= GIVEN PROBLEM =
Update the data below by replacing "even-odd" with "nonzero", and reproduce every line with all else unchanged.

= SUPPLIED RECORDS =
※ ※ ※

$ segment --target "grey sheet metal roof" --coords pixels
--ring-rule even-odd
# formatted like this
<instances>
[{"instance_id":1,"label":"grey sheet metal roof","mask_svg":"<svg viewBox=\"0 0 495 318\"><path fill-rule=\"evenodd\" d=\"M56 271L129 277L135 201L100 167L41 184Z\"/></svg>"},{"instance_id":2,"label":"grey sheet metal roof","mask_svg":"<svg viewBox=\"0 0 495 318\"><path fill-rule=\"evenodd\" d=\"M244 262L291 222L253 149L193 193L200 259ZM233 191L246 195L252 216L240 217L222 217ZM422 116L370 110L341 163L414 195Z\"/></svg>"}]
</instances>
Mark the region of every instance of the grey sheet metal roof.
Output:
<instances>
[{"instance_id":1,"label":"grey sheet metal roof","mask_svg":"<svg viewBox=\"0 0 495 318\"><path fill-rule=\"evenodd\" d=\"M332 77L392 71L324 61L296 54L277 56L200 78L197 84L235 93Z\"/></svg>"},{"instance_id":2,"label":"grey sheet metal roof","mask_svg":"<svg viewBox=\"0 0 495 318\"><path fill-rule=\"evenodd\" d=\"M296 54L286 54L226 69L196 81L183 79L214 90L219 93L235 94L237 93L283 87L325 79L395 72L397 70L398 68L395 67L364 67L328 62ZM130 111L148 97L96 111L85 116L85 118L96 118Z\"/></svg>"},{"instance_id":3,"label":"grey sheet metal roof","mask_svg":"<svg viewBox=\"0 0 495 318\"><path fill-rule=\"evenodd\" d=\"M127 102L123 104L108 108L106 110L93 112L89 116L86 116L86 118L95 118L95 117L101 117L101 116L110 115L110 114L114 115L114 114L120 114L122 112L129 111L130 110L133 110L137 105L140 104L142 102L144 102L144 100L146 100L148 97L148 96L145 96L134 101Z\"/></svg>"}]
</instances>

※ ※ ※

= RESPONSE TO THE EXERCISE =
$ segment --target "grey sheet metal roof" --coords pixels
--ring-rule nonzero
# formatted like this
<instances>
[{"instance_id":1,"label":"grey sheet metal roof","mask_svg":"<svg viewBox=\"0 0 495 318\"><path fill-rule=\"evenodd\" d=\"M56 271L129 277L135 201L100 167L41 184Z\"/></svg>"},{"instance_id":2,"label":"grey sheet metal roof","mask_svg":"<svg viewBox=\"0 0 495 318\"><path fill-rule=\"evenodd\" d=\"M244 262L291 222L253 149L193 193L200 259ZM233 191L246 195L252 216L240 217L222 217ZM422 116L370 110L341 163L414 195Z\"/></svg>"}]
</instances>
Mark the region of every instance of the grey sheet metal roof.
Output:
<instances>
[{"instance_id":1,"label":"grey sheet metal roof","mask_svg":"<svg viewBox=\"0 0 495 318\"><path fill-rule=\"evenodd\" d=\"M332 77L392 71L324 61L296 54L277 56L200 78L197 84L235 93Z\"/></svg>"},{"instance_id":2,"label":"grey sheet metal roof","mask_svg":"<svg viewBox=\"0 0 495 318\"><path fill-rule=\"evenodd\" d=\"M296 54L286 54L226 69L196 81L183 79L214 90L219 93L235 94L237 93L283 87L325 79L395 72L397 70L398 68L395 67L364 67L328 62ZM130 111L148 97L96 111L85 116L85 118L96 118Z\"/></svg>"},{"instance_id":3,"label":"grey sheet metal roof","mask_svg":"<svg viewBox=\"0 0 495 318\"><path fill-rule=\"evenodd\" d=\"M127 102L123 104L108 108L106 110L93 112L89 116L86 116L86 118L95 118L95 117L101 117L101 116L110 115L110 114L114 115L114 114L120 114L122 112L129 111L130 110L133 110L137 105L140 104L142 102L144 102L144 100L146 100L148 97L148 96L145 96L134 101Z\"/></svg>"}]
</instances>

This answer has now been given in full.